- **ASSIGNED TASK**: Search the entries for the word "find". Copy each line in which it is found.
───── DATASET RECORDS
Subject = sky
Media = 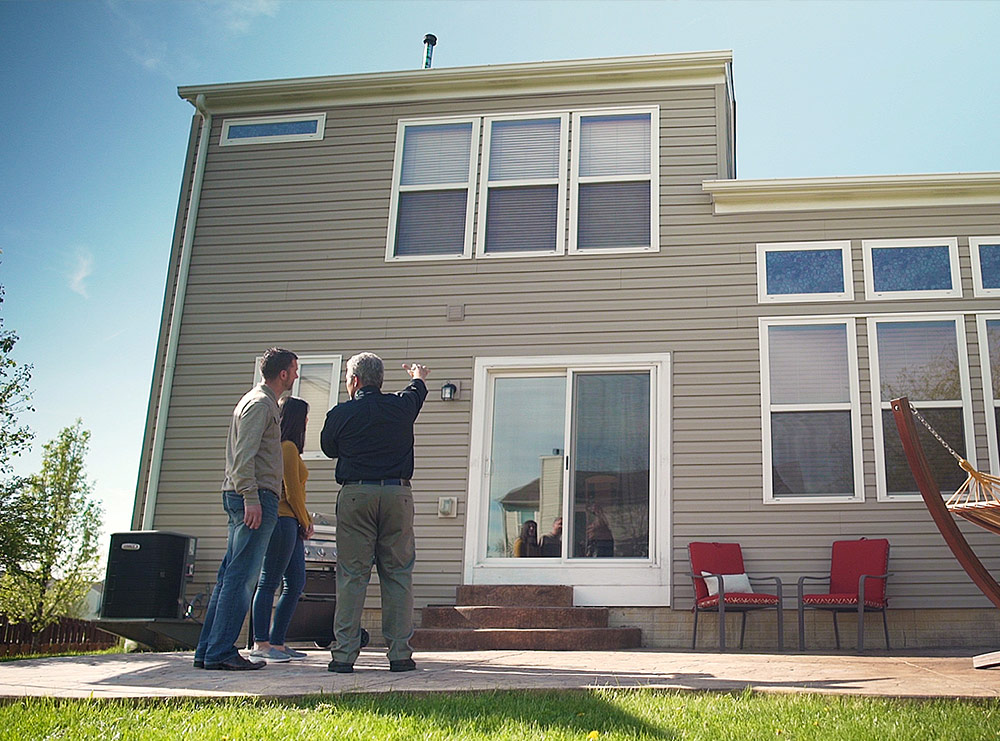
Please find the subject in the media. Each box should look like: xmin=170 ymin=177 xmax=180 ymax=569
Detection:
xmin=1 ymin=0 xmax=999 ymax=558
──────────
───── DATASET RECORDS
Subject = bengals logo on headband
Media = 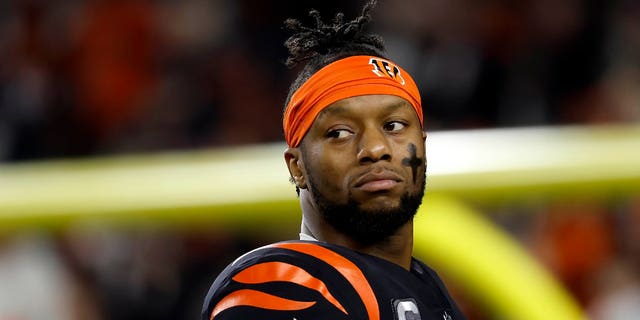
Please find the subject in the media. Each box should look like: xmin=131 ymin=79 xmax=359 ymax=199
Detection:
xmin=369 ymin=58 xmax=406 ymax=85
──────────
- **SOLUTION TO THIS PROBLEM**:
Please find the subject in the media. Each box should look like: xmin=170 ymin=177 xmax=180 ymax=569
Please find the subject in the media. Each box should look like: xmin=131 ymin=79 xmax=359 ymax=199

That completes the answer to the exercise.